## [Goal]
All the entries need to be quoted exactly, apart from the pictures, which you should drop.

## [Given information]
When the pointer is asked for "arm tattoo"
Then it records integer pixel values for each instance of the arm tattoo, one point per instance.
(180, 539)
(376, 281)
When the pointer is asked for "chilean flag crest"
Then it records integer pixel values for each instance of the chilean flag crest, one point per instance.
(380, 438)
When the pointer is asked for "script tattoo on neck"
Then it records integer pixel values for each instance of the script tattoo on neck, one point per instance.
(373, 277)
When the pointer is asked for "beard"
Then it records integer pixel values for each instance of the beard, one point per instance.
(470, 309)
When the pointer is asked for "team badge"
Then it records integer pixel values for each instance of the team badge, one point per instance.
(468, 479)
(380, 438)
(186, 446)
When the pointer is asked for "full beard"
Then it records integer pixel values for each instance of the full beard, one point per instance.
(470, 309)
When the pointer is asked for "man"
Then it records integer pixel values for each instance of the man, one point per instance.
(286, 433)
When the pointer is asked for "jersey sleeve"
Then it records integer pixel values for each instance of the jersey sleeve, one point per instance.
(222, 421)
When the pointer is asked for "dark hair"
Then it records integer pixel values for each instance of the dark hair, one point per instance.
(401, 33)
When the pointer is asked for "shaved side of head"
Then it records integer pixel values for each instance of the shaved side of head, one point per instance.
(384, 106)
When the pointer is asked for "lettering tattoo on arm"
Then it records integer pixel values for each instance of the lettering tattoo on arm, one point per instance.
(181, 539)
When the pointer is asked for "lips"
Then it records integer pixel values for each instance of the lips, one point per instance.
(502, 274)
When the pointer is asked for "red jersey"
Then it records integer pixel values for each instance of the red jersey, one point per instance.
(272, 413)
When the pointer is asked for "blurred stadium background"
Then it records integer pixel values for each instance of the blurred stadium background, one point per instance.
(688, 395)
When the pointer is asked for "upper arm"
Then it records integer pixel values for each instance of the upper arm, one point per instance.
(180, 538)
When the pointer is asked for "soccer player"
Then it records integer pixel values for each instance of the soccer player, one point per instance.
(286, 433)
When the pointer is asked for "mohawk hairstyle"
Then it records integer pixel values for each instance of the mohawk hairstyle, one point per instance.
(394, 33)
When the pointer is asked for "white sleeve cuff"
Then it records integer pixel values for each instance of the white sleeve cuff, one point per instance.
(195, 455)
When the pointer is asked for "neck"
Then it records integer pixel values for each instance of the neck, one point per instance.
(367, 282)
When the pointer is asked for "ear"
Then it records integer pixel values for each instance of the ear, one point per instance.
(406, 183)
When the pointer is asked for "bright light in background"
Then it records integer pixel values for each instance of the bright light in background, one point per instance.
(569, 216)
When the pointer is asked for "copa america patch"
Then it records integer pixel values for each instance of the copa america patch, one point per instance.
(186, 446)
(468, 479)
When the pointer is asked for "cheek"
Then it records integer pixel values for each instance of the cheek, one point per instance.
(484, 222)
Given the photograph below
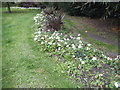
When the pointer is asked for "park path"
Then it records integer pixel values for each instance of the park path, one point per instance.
(19, 66)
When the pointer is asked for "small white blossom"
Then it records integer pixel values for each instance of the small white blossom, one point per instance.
(67, 46)
(78, 34)
(117, 84)
(82, 62)
(73, 55)
(49, 43)
(65, 42)
(42, 37)
(78, 38)
(73, 46)
(88, 44)
(80, 46)
(94, 58)
(35, 39)
(42, 42)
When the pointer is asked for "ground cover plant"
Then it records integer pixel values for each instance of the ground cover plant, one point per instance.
(24, 63)
(80, 60)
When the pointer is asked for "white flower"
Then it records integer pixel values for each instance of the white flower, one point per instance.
(117, 84)
(50, 43)
(78, 34)
(59, 44)
(42, 37)
(80, 41)
(48, 30)
(42, 42)
(94, 58)
(57, 37)
(73, 46)
(88, 44)
(67, 39)
(82, 62)
(78, 38)
(65, 42)
(36, 36)
(87, 48)
(35, 39)
(67, 46)
(58, 48)
(79, 46)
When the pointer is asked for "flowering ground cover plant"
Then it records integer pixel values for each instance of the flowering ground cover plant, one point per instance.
(79, 59)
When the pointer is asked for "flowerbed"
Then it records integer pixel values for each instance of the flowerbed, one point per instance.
(80, 60)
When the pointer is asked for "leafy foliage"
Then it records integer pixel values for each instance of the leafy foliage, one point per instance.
(80, 60)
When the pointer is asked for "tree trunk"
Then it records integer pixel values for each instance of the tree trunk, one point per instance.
(9, 11)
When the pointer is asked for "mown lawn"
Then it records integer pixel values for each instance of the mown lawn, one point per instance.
(24, 64)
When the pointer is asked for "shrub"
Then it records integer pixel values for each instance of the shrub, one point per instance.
(80, 59)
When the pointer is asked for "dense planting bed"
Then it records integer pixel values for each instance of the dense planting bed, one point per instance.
(79, 59)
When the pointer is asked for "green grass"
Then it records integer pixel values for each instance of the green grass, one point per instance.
(24, 64)
(99, 44)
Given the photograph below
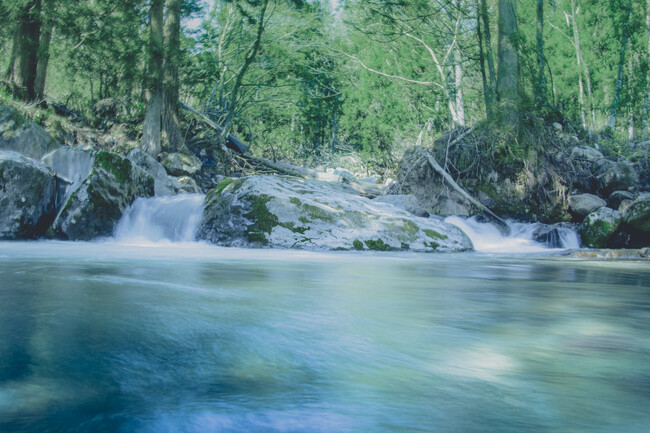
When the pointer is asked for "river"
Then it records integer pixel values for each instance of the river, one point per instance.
(182, 336)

## [Task answer]
When the pointer is asked for "arm tattoo"
Then it records integer pixel values for each instance of the arm tattoo, one point per instance.
(180, 539)
(376, 281)
When the pointer is asked for "chilean flag crest"
Then it records integer pixel values for each instance of the chilean flag crest, one point per instance.
(380, 438)
When the pointer is asked for "script tattoo on neck"
Then it records integer pixel values for each instance of the script tattoo on neck, one point per instance.
(373, 277)
When the pointer is asked for "beard"
Then it records integer pixel values for each instance of the beard, one point per instance.
(470, 309)
When the pointer is asked for "team badge"
Then it records integer pixel values for each instance of the team badge, one point per instance.
(468, 479)
(380, 438)
(186, 446)
When the pointer is asked for "full beard"
Then it records integer pixel values for each instance of the full beard, one point per instance.
(470, 309)
When the pointer is asked for "man"
Then it records integer pixel values for each instance of the man, one point per instance.
(286, 433)
When the pointer is asked for "jersey sleeve"
Then it records integer pixel values for each instance of the jersey sleeve, one point per instance.
(222, 421)
When the pointer is asked for "dark hair"
Then it records integer pixel values for each instance of the dark hair, one point per instance.
(401, 33)
When the pointer is asked for "shaved side of head"
Then it records integer pixel values for each instance of the shaved side of head, one point per instance.
(384, 106)
When the pointer is asked for "lettering tattoo on arm"
Then it records integer pixel values for each instance of the lettering tattoo on arm, one point per instance.
(181, 539)
When the pointer is asked for "lips"
Then it records integer pixel values for each instance of the lips, one point per instance.
(502, 274)
When the pointer is asked for "red jersey"
Then it records integer pixel values for each instance of the red jersey, one point per instance.
(272, 413)
When the pointer is asked for "blurred stadium background"
Then it records integer pixel values for each instance of the blurred stadium background, one point per instance.
(688, 395)
When the pointer is asked for "upper arm"
Then it records integer pixel values for each instance of the upper arm, one point per instance.
(180, 538)
When the pointer is asked for "soccer player"
Then it records integer pixel values for each instance of the soccer player, one point per instance.
(286, 433)
When the pointer is asked for "mohawk hairstyle"
Then it records integer pixel values for each instance of the mohawk hairstyle, one point per instance.
(394, 33)
When the pointer is asked for "white sleeve cuff"
Then it records integer pixel values for each instance of the white sleeve cuff, one point per instance.
(195, 455)
When the pointer is asked for "neck"
Then it records integer pixel values for each instance of the neck, one point per instance.
(367, 282)
When the pointer is asked for "ear"
Then it records integer pixel values for each instance of the ear, one point per instance.
(406, 183)
When the pointer is asked for "bright light in background"
Then it records integer pixel values for each instance of the bright light in background, one point per instance.
(569, 216)
When the pointer is asked for "copa america patch"
Then it records integer pixel values for each instance of the copa america patch, one point per instance.
(186, 446)
(468, 479)
When the pointer is asked for "cheek"
Then it records integer pixel values for each instance of the cheek, one point per instance.
(484, 222)
Given the photograph below
When the pointer is asked for "park path"
Then it records integer pixel values for each instance of the park path, one point per instance.
(19, 66)
When the pointer is asked for "small white blossom"
Then it records integer pixel values for each instance of the small white blossom, one point per instance.
(67, 46)
(78, 34)
(117, 84)
(82, 62)
(73, 55)
(49, 43)
(65, 42)
(42, 37)
(78, 38)
(73, 46)
(88, 44)
(80, 46)
(94, 58)
(35, 39)
(42, 42)
When the pointer is asked for "ground cover plant"
Then it records integer pixel values for each instance of the ground cover plant, one point per instance.
(24, 63)
(80, 60)
When the pointer is asked for "white flower"
Then it records integer pixel values for each instance of the white flower, one point per instance.
(117, 84)
(50, 43)
(78, 34)
(59, 44)
(42, 37)
(80, 41)
(48, 30)
(42, 42)
(94, 58)
(57, 37)
(73, 46)
(88, 44)
(67, 39)
(82, 62)
(78, 38)
(65, 42)
(36, 36)
(87, 48)
(35, 39)
(67, 46)
(58, 48)
(79, 46)
When the pointer is asked for "flowering ground cover plant"
Then it records integer pixel values for each instance of the flowering ground cover plant, one point per instance.
(79, 59)
When the pointer is asked for "flowerbed"
Then it records integer pixel values for each instance of the flowerbed, one point per instance.
(80, 60)
When the pointer is asked for "leafy foliage"
Then it records integer pixel values for each instance of the leafy foliage, one point per instance.
(80, 60)
When the pointer is asked for "tree trunk"
Then it records integer pixel values for each instance of the tree trunk, one point per instance.
(9, 11)
When the pointer is asked for "mown lawn"
Then it records integer pixel values for each instance of the mown lawn, one point per instance.
(24, 64)
When the pointer is asked for "shrub"
Then it records integer pixel values for each instance of the shrub, one point per instance.
(80, 59)
When the pointer is asked for "dense planting bed"
Then it records integer pixel values for each instance of the dense planting bed, one point per instance.
(79, 59)
When the pointer is asked for "green grass"
Then it records integer pixel values for each instance of the green grass, one point per instance.
(24, 64)
(99, 44)
Given the photograph below
When the pointer is asked for "river"
Then it records integer pixel values for each instance of the river, one point per instance.
(182, 336)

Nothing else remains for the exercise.